THE DATA
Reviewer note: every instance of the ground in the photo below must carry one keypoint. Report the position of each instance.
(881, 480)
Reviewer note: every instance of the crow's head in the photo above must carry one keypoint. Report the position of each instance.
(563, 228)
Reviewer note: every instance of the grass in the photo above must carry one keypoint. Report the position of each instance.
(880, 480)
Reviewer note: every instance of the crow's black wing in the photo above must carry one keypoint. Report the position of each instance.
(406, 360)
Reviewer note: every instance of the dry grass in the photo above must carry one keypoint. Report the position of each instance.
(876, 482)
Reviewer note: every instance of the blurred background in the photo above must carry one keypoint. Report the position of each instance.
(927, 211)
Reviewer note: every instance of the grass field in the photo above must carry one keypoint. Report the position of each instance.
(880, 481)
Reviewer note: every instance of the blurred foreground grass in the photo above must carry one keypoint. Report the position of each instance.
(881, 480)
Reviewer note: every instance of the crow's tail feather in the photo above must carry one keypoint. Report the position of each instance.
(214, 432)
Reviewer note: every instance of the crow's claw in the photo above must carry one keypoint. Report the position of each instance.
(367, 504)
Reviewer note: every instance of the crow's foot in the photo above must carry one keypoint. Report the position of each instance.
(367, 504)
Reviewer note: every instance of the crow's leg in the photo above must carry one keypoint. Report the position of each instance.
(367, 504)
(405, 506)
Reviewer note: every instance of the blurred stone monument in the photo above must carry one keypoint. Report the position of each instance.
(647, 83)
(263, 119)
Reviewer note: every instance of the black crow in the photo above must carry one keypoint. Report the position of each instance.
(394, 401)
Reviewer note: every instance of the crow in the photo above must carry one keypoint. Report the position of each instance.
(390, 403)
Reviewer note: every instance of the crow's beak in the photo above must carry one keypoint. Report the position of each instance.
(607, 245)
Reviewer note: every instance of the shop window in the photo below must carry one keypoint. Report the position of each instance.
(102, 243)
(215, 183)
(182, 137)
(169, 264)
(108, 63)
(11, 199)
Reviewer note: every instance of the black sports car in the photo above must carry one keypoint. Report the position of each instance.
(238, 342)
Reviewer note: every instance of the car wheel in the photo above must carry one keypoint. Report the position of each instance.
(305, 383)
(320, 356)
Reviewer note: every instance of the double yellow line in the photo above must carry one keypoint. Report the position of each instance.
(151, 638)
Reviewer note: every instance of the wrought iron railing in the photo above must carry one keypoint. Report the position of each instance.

WHAT THE TASK ASKS
Reproduce nothing but the lines from the line containing "Reviewer note: every instance of the blurred stone" to the last line of the data, each exactly as written.

TASK RESPONSE
Reviewer note: every instance of the blurred stone monument in the photo above must carry one keypoint. Report the position of each instance.
(647, 83)
(263, 119)
Reviewer note: every instance of the black crow in the photo above must carry one keypoint. Report the position of each instance.
(394, 401)
Reviewer note: every instance of the crow in the photo above must carry one keypoint. Report the position of each instance.
(390, 403)
Reviewer note: every instance of the crow's beak in the photo above must carry one keypoint. Report the position of each instance.
(607, 245)
Reviewer note: every instance of the shop window in the photo below must carry one keypoint. Report the position of each instance.
(102, 243)
(215, 183)
(182, 137)
(169, 264)
(108, 63)
(11, 199)
Reviewer note: every instance of the black sports car in the photo above must carry one keypoint. Report the position of each instance.
(238, 342)
Reviewer note: every instance of the car wheel in the photo above must carry one keypoint. Report the position of each instance.
(305, 383)
(320, 356)
Reviewer note: every instance of the double yellow line in the photo above must carry one keypoint. Report the position of each instance.
(151, 638)
Reviewer note: every instance of the wrought iron railing in the photo above must carry one keypoint. Report the position of each instance.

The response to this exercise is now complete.